New data from Filipino tech startup Packworks, which analyzed more than one million monthly sales transactions from its network of over 300,000 sari-sari stores nationwide through its mobile app and business intelligence tool, Sari IQ, tracked price movements across multiple product categories from 2023 to 2025. The analysis revealed that costs continue to climb despite a general decline in inflation, with some categories experiencing average price increases of at least 11% across various regions nationwide.

Key findings include significant retail price increases across the board for items like baby oil and baby powder. Notably, a 50-milliliter (ml) bottle of Johnson’s regular baby oil increased by 17%, from PHP 42.00 in 2023 to PHP 49.00 in 2025. Meanwhile, a 100-gram pack of Tender Care baby powder rose by 25%, from PHP 40.00 to PHP 50.00. These price hikes were observed in at least five regions: Ilocos Region (Region I), Cagayan Valley (Region II), Central Luzon (Region III), MIMAROPA (Region IV-B), and Bicol Region (Region V).

The study also found that 11 different SKUs within the confectionery and snacks category experienced at least a 13% increase in retail price. For example, the 50-gram pack of Lala Fish Crackers Classic, a popular and usually affordable sari-sari store snack, saw its price surge by 27%, rising from PHP 18.00 in 2023 to PHP 23.00 today. These spikes were recorded in stores based in Regions II and IV-B. Another popular item, the 150-gram pack of Fres candy, recorded a 16% price increase across all its variants, now at PHP 42.00, up from PHP 36.00 two years ago. The candy brand is now more expensive in at least nine regions, including Regions I, II, III, IV-B, V, VI (Western Visayas), VII (Central Visayas), and VIII (Eastern Visayas).

Packworks Chief Data Officer Andoy Montiel highlights the vulnerability of sari-sari stores, saying even a slight increase in their wholesale purchase price can directly affect end consumer pricing.

“Sari-sari stores are known for their thin profit margins. While they operate as viable businesses, they also serve as extended pantries and community hubs for their neighbors. Even a slight increase in wholesale prices reveals how vulnerable micro-retailers are to cost shifts upstream. This creates a ripple effect, especially in low-income communities where these stores are the primary source of daily essentials,” Montiel said.

The upward price trend stands in contrast to the declining national inflation rate. In 2023, the country’s Year-on-Year (YoY) inflation rate was 6.0%, then significantly dropped to 3.2% the following year. It decreased further to 1.9% from January to May 2025, hitting a low of 1.3%, the lowest since November 2019.

INFORMATION SUPPLIED -
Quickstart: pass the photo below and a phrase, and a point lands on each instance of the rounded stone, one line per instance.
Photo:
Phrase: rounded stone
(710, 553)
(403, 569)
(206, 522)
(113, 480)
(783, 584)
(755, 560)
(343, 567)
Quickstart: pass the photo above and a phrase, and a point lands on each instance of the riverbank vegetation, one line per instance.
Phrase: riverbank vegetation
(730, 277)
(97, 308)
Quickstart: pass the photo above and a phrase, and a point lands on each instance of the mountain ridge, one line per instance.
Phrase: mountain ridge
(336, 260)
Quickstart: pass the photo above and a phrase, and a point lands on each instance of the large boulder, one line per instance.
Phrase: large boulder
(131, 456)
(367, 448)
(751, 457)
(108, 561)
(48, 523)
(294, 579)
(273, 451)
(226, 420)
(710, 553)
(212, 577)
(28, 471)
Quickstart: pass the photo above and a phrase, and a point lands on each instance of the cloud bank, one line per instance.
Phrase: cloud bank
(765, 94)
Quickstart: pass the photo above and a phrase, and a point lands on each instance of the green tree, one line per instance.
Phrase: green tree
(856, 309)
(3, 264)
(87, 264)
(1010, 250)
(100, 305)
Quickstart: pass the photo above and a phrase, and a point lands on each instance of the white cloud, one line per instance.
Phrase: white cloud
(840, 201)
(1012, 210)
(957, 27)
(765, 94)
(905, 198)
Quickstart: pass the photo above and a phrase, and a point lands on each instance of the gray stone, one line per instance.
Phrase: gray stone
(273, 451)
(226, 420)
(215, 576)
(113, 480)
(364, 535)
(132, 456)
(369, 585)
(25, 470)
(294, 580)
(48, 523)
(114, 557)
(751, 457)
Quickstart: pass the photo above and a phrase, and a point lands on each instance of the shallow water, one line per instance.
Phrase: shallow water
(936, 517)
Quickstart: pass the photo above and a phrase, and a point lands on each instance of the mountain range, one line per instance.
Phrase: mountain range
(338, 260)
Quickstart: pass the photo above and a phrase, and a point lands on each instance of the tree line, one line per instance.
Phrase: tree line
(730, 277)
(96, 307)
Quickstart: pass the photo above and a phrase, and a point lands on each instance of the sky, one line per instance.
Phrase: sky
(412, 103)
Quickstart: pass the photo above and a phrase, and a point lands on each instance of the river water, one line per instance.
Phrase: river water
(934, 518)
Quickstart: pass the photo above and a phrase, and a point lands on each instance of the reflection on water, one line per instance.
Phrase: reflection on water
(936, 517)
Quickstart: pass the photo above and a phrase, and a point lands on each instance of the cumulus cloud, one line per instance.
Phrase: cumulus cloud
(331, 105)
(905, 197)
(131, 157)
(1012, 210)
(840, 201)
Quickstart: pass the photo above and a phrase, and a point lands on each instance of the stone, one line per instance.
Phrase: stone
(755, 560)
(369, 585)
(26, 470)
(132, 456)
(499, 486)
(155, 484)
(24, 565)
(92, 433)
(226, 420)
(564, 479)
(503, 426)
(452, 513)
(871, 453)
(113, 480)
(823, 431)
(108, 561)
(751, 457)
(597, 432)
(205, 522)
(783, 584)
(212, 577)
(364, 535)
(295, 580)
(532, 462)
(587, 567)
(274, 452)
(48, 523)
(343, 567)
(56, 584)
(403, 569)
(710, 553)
==
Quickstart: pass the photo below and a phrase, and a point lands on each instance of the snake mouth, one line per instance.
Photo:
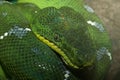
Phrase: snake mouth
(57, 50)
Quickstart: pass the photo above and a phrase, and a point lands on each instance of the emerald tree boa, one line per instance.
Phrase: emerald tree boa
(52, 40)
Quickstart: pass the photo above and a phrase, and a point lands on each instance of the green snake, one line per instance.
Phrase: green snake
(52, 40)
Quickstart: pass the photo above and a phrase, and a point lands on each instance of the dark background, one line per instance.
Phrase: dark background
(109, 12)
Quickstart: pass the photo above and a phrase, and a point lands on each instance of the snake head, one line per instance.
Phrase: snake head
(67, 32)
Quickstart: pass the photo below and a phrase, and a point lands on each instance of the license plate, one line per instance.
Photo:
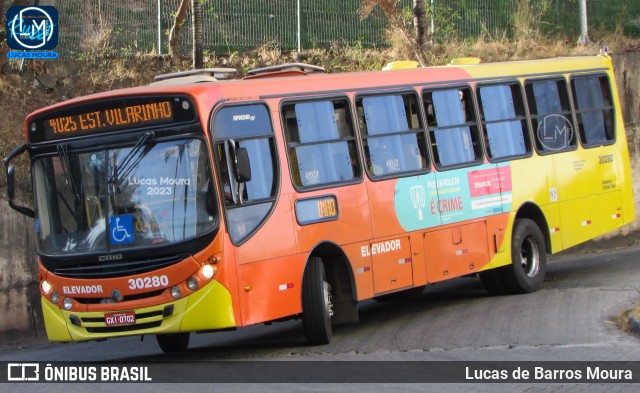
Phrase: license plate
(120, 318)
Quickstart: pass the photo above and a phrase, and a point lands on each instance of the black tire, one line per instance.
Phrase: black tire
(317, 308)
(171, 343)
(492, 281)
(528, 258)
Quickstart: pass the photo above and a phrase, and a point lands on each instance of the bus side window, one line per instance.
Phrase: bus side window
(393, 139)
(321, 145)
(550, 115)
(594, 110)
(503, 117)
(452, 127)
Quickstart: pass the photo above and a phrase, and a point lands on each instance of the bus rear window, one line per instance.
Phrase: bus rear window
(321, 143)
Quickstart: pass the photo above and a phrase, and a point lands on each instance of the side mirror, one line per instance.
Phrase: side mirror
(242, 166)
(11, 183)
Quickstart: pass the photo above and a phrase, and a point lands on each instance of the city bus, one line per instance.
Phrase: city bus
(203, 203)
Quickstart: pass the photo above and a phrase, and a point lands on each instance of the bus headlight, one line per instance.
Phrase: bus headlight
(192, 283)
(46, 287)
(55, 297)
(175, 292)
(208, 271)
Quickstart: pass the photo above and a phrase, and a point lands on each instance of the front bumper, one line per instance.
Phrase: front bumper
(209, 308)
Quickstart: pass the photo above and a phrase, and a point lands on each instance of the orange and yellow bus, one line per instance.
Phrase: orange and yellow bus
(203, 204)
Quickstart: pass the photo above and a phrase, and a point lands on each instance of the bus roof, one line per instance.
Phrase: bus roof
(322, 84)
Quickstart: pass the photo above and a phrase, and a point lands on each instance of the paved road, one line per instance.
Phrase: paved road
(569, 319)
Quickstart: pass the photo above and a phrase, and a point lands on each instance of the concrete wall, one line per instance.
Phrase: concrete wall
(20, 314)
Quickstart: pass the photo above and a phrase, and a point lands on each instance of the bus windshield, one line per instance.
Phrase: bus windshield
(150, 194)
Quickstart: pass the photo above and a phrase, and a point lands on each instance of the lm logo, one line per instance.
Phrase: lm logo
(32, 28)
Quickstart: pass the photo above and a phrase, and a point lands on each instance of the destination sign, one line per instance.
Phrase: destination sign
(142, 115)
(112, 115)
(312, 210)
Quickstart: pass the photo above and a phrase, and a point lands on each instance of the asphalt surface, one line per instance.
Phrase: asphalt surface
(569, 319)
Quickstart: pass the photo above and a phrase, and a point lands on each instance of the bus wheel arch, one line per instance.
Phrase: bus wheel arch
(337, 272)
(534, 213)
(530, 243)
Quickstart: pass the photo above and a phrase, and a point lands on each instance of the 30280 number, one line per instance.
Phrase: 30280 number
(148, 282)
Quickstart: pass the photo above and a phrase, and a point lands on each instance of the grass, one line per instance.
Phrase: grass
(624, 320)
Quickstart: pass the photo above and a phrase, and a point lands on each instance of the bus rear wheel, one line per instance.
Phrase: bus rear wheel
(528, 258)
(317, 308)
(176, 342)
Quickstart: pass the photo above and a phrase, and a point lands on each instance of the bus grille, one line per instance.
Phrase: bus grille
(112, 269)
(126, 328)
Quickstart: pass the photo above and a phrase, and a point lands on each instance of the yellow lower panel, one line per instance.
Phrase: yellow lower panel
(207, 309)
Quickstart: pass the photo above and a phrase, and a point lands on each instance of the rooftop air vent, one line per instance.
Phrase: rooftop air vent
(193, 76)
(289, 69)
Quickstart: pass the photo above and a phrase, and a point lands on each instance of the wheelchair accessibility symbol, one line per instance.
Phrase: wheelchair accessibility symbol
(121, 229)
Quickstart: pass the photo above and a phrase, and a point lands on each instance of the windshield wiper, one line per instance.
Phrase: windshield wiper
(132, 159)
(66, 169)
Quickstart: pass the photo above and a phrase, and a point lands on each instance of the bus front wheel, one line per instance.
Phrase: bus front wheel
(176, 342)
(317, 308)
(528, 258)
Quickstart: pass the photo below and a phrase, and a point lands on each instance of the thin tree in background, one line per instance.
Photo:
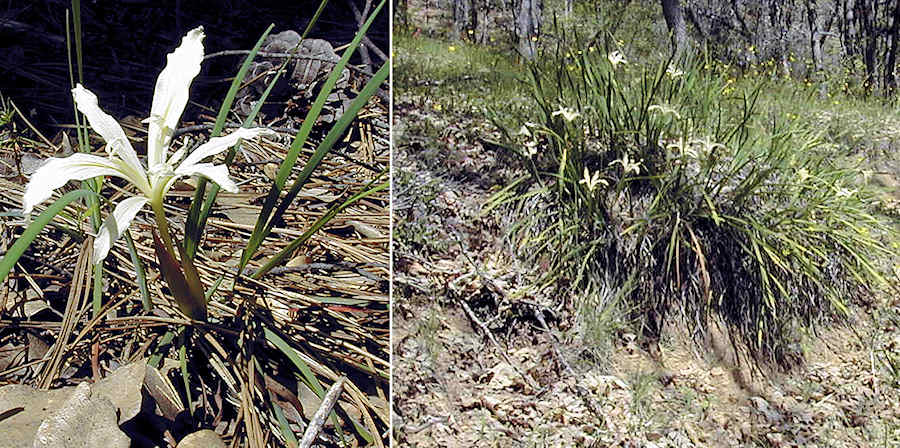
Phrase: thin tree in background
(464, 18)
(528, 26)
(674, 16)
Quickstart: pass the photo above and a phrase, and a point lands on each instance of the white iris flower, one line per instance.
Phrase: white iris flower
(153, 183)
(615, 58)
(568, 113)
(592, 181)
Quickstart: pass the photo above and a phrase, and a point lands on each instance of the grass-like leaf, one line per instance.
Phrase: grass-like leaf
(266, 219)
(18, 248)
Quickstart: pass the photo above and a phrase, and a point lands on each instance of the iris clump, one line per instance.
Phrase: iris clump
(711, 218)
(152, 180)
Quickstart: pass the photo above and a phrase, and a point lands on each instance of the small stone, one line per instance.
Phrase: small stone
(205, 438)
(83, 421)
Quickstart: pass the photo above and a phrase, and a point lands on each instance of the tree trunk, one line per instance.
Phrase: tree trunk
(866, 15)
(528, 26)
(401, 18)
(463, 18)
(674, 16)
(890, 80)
* * *
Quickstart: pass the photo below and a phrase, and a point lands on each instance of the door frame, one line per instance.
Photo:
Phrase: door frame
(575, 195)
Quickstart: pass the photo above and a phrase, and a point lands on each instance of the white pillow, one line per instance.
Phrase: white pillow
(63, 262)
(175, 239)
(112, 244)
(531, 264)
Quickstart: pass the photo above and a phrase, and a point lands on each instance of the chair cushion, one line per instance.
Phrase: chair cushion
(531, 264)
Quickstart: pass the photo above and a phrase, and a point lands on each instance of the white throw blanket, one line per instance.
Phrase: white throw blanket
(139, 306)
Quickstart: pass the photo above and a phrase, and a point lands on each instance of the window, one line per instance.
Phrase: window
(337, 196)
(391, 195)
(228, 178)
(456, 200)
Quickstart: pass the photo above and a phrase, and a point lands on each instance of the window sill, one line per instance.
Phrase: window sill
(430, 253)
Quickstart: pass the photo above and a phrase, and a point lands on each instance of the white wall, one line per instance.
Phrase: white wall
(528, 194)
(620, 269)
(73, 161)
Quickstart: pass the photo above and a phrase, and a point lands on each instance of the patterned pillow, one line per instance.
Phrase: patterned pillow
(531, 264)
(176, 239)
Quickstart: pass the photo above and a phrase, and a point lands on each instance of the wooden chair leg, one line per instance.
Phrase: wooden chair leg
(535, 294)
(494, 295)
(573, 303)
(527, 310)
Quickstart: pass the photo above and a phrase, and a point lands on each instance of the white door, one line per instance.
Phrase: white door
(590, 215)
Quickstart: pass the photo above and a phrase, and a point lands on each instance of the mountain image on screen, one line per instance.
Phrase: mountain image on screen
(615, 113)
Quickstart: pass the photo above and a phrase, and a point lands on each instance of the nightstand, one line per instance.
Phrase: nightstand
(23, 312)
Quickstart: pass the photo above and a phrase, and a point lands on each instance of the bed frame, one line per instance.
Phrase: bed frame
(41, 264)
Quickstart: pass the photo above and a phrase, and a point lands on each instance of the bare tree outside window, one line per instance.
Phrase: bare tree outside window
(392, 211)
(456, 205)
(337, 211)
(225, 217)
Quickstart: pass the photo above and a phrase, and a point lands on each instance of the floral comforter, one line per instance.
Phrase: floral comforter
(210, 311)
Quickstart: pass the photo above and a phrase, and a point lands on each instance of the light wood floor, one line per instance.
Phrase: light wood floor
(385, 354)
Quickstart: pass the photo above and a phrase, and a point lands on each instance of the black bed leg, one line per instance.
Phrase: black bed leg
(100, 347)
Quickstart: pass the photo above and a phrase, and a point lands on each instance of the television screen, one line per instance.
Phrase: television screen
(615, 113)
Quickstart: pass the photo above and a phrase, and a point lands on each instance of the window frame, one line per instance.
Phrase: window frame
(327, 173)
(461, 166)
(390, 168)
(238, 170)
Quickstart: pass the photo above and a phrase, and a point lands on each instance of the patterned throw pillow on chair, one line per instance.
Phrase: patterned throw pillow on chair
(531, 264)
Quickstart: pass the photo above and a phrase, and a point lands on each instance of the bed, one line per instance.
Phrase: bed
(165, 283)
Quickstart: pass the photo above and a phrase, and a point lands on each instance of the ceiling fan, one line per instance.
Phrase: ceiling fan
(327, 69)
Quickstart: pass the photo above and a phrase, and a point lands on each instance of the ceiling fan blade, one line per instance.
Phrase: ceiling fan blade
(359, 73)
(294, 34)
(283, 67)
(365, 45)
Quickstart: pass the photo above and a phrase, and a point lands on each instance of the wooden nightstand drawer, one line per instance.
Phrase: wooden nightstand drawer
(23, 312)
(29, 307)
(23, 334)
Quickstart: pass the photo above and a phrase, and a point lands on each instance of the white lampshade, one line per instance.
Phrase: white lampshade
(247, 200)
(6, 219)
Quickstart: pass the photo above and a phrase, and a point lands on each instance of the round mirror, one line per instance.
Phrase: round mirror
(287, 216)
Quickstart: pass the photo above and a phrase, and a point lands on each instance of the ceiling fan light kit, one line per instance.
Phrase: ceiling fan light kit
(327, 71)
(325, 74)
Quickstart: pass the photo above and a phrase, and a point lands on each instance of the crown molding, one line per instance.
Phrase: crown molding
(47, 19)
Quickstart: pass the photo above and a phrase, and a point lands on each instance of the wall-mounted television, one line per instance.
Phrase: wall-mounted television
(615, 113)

WHAT IS NEEDED - Pick up the article on sari-sari store prices after its final paragraph and carry it forward. The entries have nothing to do with the article on sari-sari store prices.

ANSWER TO THIS PROBLEM -
Packworks’ data also looked at the pricing trends with the country’s main staple commodity, rice. A five-kilogram pack of premium rice rose from PHP 235.00 (PHP 47.00/kg) in 2023 to PHP 295.00 (PHP 59.00/kg) in 2024, reflecting a PHP 60 increase. This aligned with the Philippine Statistics Authority (PSA) and Department of Agriculture (DA) reports, which cited rice inflation and retail prices ranging from PHP 50 to PHP 58 per kilo during the period.

From January to May 2025, the price slightly dropped by 3.39% to PHP 285.00 (PHP 58.00/kg), following the DA’s imposition of a maximum suggested retail price (MSRP) on imported rice. However, it remains higher than the national average of PHP 50.54 per kilo for well-milled rice. The data also noted similar price variations in the repacked rice or tingi-tingi bigas bundles that are usually informal SKUs but are frequently sold in sari-sari stores at smaller increments to make purchases more affordable or abot-kaya for its neighborhood customers.

Packworks Chief Executive Officer Bing Tan emphasizes the importance of helping sari-sari stores thrive amidst economic shifts.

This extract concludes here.